= Stated goal =
Copy the records below word for word, from the first line through the line with "[217,263,370,362]". Leave the pictures out.

= Records to process =
┌──

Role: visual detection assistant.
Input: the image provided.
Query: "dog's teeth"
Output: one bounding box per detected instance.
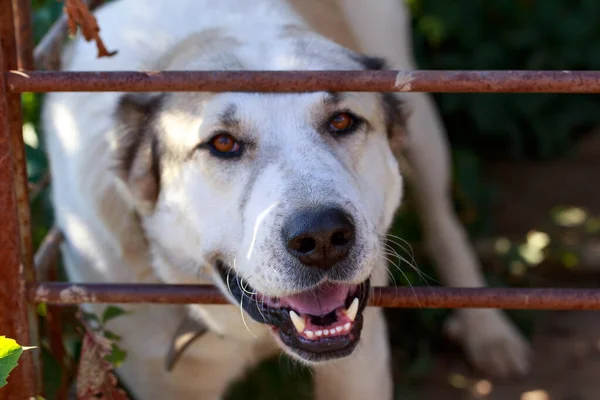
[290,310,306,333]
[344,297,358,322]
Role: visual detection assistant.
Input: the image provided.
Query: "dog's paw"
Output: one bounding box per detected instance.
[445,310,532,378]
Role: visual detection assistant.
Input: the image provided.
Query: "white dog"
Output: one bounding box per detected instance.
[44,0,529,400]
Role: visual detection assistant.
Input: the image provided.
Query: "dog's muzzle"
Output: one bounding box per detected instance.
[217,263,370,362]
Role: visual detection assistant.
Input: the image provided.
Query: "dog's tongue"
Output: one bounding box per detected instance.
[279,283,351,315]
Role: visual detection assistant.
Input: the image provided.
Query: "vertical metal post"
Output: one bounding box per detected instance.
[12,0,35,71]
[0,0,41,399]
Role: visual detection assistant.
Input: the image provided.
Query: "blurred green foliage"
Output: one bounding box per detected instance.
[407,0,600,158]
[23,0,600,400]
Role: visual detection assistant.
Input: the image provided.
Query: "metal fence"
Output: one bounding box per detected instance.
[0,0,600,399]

└──

= Solution to the exercise =
Role: visual detection assistant.
Input: the image provided.
Query: "dog's teeth"
Output: one bounding box per detected instance.
[290,310,306,333]
[344,297,358,322]
Role: visual detection assistant.
Input: the image provided.
Query: "dog's paw"
Output: one bounding box per detected instance.
[445,310,532,378]
Role: visual detection assistant.
Input: the image provided.
Query: "white dog"
Output: one bounding box per detected instance.
[44,0,529,400]
Role: visual detection assistant.
Input: the image provided.
Query: "dog's muzzle"
Output: one bounding box per detected instance.
[217,263,370,362]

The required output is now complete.